You don’t realize you miss certain players until they are no longer around.
That’s true of Jordan Spieth, a player that the PGA Tour terribly misses and needs back desperately.
Sometimes, the player is in the field, but the game that made them who they are in the eyes of the fans is no longer on display.
Spieth, currently on the DL after surgery for a left wrist injury he suffered in May 2023 due to the extensor carpi ulnaris tendon (ECU) that would pop out of the sheath at different times, making playing professional golf at the highest level impossible.
In August, the three-time major winner had wrist surgery, which took almost 12 weeks before he could hit balls and an additional four weeks before he played his first round.
“I had some really bad habits for a long time,” Spieth said in a telephone interview Friday with the AP. “Whether it was something that would have happened anyway or whether anything in my wrist was causing me to not be able to get into certain positions, I don’t have that issue now.
“Having to take three months off swinging forces you to come back and be wet concrete.”
Spieth says he’s ready to return, coming back at the AT&T Pebble Beach Pro-Am in three weeks, which will give fans the golfer they have been looking for, at least as a member of the field.
But when will Spieth return with the game that won 13 times on the PGA Tour?
At 31, Spieth should be in the prime of his career, but his last win came in 2022 at the RBC Heritage in a playoff, and know 55 events later, Spieth will return looking to break a winless streak that will reach 1016 days when he tees up on Thursday on the Monterey Peninsula.
“I think I’m trying to look big picture,” Spieth said. “I don’t want to put too much pressure on a hot start. I just want to get back into a rhythm. This is by far the longest I’ve gone between tournament rounds.”
Yet, a hot start is precisely what the PGA Tour and the fans want and need.

### Your objective
In the article about Jordan Spieth, at which tournament does he plan to return?

### Stored data
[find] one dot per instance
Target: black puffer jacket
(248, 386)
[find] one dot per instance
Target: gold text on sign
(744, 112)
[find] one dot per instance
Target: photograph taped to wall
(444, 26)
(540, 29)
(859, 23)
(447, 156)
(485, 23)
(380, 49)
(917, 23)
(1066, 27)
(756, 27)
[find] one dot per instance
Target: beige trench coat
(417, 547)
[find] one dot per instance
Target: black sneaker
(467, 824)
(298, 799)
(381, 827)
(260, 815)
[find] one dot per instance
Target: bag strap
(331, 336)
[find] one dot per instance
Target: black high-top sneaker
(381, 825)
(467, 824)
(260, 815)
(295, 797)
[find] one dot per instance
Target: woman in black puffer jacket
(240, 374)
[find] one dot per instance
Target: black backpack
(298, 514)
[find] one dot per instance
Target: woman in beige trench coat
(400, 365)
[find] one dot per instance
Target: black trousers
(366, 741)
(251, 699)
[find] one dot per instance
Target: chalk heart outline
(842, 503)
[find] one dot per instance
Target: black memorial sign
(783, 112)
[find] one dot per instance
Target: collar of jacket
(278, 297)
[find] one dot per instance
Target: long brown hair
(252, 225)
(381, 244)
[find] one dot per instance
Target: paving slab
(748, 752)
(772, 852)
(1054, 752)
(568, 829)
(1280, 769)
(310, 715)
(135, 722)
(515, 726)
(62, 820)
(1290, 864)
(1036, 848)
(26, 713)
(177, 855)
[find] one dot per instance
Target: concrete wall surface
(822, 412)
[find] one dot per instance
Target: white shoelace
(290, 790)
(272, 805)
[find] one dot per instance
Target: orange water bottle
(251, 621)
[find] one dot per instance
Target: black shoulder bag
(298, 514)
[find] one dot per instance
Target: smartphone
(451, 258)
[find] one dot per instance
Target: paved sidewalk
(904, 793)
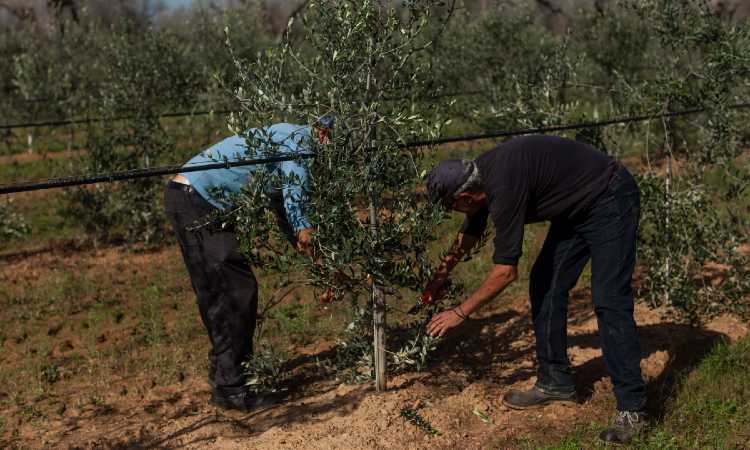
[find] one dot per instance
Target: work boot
(536, 396)
(244, 400)
(625, 426)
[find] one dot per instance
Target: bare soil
(473, 368)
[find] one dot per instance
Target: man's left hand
(304, 239)
(443, 322)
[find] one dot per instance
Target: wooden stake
(378, 317)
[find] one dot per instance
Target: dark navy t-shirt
(534, 179)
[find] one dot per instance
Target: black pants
(607, 235)
(224, 283)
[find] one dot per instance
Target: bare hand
(304, 239)
(443, 322)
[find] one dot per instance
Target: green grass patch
(711, 409)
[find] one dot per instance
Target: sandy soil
(474, 367)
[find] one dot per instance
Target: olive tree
(362, 62)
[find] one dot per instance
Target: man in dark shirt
(593, 205)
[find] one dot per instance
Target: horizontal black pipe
(141, 173)
(60, 123)
(159, 171)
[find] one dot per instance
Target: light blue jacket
(217, 185)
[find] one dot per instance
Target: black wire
(59, 123)
(167, 170)
(549, 129)
(141, 173)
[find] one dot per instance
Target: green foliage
(692, 256)
(519, 70)
(265, 371)
(360, 62)
(418, 421)
(143, 76)
(12, 225)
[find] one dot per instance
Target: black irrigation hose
(167, 170)
(141, 173)
(60, 123)
(550, 129)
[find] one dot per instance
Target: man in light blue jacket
(223, 281)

### Response to this exercise
The AT&T Pebble Beach Pro-Am.